Communicative teaching in the shadow of [grammar-focused] common assessment
After I get a question repeated to me a certain number of times via Twitter, comments, or emails, I know it’s time for a blog post.
The Great Dilemma
If you have never had to consider how students in your TCI (teaching with comprehensible input) class will fit in a program that forces grammar-heavy common assessments, or transfers students into grammar-translation classes, or asks you to prepare students for standardized college entrance exams, count yourself very lucky. But I’ve seen and heard this so many times that I know it weighs heavily on the minds of teachers on both sides of the fence, and those straddling the fence: are we preparing them for X?
A not-so-great dilemma
I’d like to offer you some relief, from this burden at least, if you’re a TCI teacher at least. If you’re a grammar translation teacher who is wondering how your students will do in a TCI class, I don’t have a lot of advice for you, except that you should read and listen to research on how people learn language and then re-evaluate which one of you is teaching more in line with it. But for you teachers currently teaching or developing a program more focused on teaching with comprehensible input, I do not think this is something you need to worry much about, and here are a few reasons why.

[Data items]

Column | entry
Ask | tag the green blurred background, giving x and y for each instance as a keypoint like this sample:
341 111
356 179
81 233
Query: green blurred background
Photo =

Set of tasks:
1. Change "relief" to "comfort" in the post on communicative teaching and common assessment, beginning at the words "A not-so-great dilemma" and stopping after "few reasons why.".
2. In the post on communicative teaching and common assessment, what does the abbreviation TCI stand for?

Answers in order:
1.
A not-so-great dilemma
I’d like to offer you some comfort, from this burden at least, if you’re a TCI teacher at least. If you’re a grammar translation teacher who is wondering how your students will do in a TCI class, I don’t have a lot of advice for you, except that you should read and listen to research on how people learn language and then re-evaluate which one of you is teaching more in line with it. But for you teachers currently teaching or developing a program more focused on teaching with comprehensible input, I do not think this is something you need to worry much about, and here are a few reasons why.

2. Teaching with comprehensible input.